PROBLEM DESCRIPTION
Output the data that follows, keeping every line identical.

[DATA EXTRACT Boundary: Start]

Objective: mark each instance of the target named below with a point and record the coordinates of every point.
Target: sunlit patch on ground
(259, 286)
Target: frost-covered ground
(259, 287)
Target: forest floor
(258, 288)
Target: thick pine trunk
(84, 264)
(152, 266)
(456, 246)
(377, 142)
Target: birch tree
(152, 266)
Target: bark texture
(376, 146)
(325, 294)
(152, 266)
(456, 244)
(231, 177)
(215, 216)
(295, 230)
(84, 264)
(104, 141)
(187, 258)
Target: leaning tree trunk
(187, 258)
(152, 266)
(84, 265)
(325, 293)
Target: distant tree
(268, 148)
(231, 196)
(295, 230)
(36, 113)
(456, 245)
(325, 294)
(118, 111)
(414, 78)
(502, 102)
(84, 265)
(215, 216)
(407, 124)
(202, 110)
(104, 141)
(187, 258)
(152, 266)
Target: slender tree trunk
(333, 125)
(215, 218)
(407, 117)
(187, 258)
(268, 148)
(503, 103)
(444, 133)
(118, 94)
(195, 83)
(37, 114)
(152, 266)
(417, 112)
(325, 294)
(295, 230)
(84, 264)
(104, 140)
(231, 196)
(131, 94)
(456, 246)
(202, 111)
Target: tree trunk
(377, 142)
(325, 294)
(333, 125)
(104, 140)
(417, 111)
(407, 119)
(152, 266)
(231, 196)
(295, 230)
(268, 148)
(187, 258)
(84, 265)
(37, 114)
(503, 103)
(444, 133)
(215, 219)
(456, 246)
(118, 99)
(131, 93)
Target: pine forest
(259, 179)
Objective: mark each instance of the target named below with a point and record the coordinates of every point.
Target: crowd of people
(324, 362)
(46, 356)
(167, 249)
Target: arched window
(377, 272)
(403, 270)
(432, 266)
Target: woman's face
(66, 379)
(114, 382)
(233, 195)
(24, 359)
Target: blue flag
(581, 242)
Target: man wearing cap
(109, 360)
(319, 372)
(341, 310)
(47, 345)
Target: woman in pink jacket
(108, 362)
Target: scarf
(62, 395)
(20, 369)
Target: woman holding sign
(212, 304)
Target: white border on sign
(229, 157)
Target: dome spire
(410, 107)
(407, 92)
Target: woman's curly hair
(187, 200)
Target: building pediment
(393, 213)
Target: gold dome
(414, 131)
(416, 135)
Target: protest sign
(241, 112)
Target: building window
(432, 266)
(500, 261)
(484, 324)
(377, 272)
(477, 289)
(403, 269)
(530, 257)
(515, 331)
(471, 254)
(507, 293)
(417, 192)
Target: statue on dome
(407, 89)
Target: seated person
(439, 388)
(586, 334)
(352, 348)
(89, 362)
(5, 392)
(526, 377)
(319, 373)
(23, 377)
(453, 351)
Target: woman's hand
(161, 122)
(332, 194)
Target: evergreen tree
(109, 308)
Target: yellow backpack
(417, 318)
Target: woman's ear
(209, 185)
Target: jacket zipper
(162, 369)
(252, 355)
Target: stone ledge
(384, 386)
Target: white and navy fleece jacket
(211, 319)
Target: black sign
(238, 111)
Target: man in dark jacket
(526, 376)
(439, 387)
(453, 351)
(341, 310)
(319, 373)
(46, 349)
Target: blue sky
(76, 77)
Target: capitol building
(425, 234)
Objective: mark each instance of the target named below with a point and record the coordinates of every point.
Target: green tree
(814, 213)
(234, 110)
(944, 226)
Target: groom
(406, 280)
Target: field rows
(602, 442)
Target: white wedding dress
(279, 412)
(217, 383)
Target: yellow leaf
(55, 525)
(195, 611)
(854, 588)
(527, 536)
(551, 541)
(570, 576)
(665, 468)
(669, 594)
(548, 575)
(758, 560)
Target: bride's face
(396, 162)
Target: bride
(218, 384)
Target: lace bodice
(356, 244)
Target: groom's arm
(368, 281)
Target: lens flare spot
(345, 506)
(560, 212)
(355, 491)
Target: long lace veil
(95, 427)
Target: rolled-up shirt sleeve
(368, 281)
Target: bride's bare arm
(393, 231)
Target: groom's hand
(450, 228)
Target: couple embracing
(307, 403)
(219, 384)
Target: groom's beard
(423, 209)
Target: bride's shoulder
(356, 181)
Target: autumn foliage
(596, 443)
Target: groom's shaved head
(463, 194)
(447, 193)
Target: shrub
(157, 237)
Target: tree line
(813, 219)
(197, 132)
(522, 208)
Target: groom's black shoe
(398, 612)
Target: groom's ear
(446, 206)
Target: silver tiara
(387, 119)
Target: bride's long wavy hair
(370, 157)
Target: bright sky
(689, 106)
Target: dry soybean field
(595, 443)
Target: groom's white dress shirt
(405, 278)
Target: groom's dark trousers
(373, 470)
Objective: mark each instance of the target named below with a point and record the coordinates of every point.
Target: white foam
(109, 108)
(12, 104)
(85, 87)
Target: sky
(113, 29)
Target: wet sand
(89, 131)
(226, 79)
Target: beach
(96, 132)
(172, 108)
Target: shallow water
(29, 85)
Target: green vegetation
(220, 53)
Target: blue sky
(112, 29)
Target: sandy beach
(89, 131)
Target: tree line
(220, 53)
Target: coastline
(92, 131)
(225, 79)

[DATA EXTRACT Boundary: End]

EXERCISE SOLUTION
Objective: mark each instance of the target named below with a point and record the coordinates of every point.
Target: sunlit patch on ground
(259, 286)
Target: frost-covered ground
(259, 287)
Target: forest floor
(258, 288)
Target: thick pine trunk
(84, 264)
(152, 266)
(456, 246)
(377, 142)
Target: birch tree
(152, 266)
Target: bark texture
(376, 146)
(325, 294)
(152, 266)
(456, 244)
(231, 177)
(215, 216)
(295, 230)
(84, 264)
(104, 141)
(187, 258)
Target: leaning tree trunk
(187, 258)
(152, 266)
(84, 265)
(325, 293)
Target: distant tree
(268, 148)
(231, 196)
(295, 230)
(36, 113)
(456, 245)
(325, 294)
(118, 111)
(414, 78)
(502, 102)
(84, 265)
(215, 216)
(407, 124)
(202, 110)
(104, 141)
(187, 258)
(152, 266)
Target: slender tree trunk
(333, 125)
(215, 218)
(407, 117)
(187, 258)
(268, 148)
(503, 103)
(444, 133)
(118, 94)
(195, 83)
(37, 114)
(152, 266)
(417, 112)
(325, 294)
(295, 230)
(84, 264)
(104, 140)
(231, 196)
(131, 94)
(456, 246)
(202, 111)
Target: tree trunk
(377, 142)
(325, 294)
(333, 125)
(104, 140)
(417, 111)
(407, 119)
(152, 266)
(231, 196)
(295, 230)
(268, 148)
(187, 258)
(84, 265)
(37, 114)
(503, 103)
(444, 133)
(215, 219)
(456, 246)
(118, 99)
(131, 93)
Target: pine forest
(259, 179)
Objective: mark each instance of the target named below with a point and record the coordinates of every point.
Target: crowd of people
(324, 362)
(46, 356)
(167, 249)
Target: arched window
(377, 272)
(403, 270)
(432, 266)
Target: woman's face
(66, 379)
(114, 382)
(233, 195)
(24, 359)
Target: blue flag
(581, 242)
Target: man wearing cap
(109, 360)
(319, 372)
(341, 310)
(47, 345)
Target: woman in pink jacket
(108, 362)
Target: scarf
(62, 395)
(20, 369)
Target: woman holding sign
(212, 304)
Target: white border on sign
(229, 157)
Target: dome spire
(410, 107)
(407, 92)
Target: woman's curly hair
(187, 200)
Target: building pediment
(393, 213)
Target: gold dome
(414, 131)
(416, 135)
Target: protest sign
(241, 112)
Target: building window
(432, 266)
(500, 261)
(484, 324)
(377, 272)
(477, 289)
(403, 269)
(530, 257)
(515, 331)
(471, 254)
(507, 293)
(417, 192)
Target: statue on dome
(407, 89)
Target: seated person
(439, 388)
(586, 334)
(352, 348)
(89, 362)
(5, 392)
(526, 377)
(319, 373)
(23, 377)
(453, 351)
Target: woman's hand
(161, 122)
(332, 194)
Target: evergreen tree
(109, 308)
Target: yellow backpack
(417, 318)
Target: woman's ear
(209, 185)
Target: jacket zipper
(162, 369)
(252, 355)
Target: stone ledge
(384, 386)
Target: white and navy fleece jacket
(211, 319)
Target: black sign
(238, 111)
Target: man in dark jacket
(526, 376)
(439, 387)
(453, 351)
(341, 310)
(319, 373)
(46, 349)
Target: blue sky
(76, 77)
Target: capitol building
(425, 234)
Objective: mark each instance of the target named below with a point and record the coordinates of every point.
Target: green tree
(814, 213)
(234, 110)
(944, 226)
Target: groom
(406, 280)
Target: field rows
(602, 442)
Target: white wedding dress
(279, 412)
(217, 383)
Target: yellow leaf
(55, 525)
(195, 611)
(854, 588)
(527, 536)
(551, 541)
(570, 576)
(665, 468)
(669, 594)
(548, 575)
(758, 560)
Target: bride's face
(396, 162)
Target: bride
(218, 384)
Target: lace bodice
(356, 244)
Target: groom's arm
(368, 281)
Target: lens flare spot
(345, 506)
(560, 212)
(355, 491)
Target: long lace veil
(95, 427)
Target: rolled-up shirt sleeve
(368, 281)
Target: bride's bare arm
(393, 231)
Target: groom's hand
(450, 228)
Target: couple embracing
(307, 403)
(219, 384)
Target: groom's beard
(423, 209)
Target: bride's shoulder
(356, 181)
Target: autumn foliage
(596, 443)
Target: groom's shaved head
(463, 194)
(447, 193)
Target: shrub
(157, 237)
Target: tree line
(813, 219)
(197, 132)
(522, 208)
Target: groom's black shoe
(398, 612)
Target: groom's ear
(446, 206)
Target: silver tiara
(387, 119)
Target: bride's long wavy hair
(370, 157)
Target: bright sky
(689, 106)
Target: dry soybean field
(595, 443)
Target: groom's white dress shirt
(405, 278)
Target: groom's dark trousers
(373, 470)
Objective: mark each instance of the target named below with a point and record the coordinates of every point.
Target: white foam
(109, 108)
(12, 104)
(85, 87)
Target: sky
(113, 29)
Target: wet sand
(89, 131)
(226, 79)
Target: beach
(96, 132)
(172, 108)
Target: shallow water
(29, 85)
Target: green vegetation
(220, 53)
Target: blue sky
(112, 29)
Target: sandy beach
(89, 131)
Target: tree line
(220, 53)
Target: coastline
(92, 131)
(225, 79)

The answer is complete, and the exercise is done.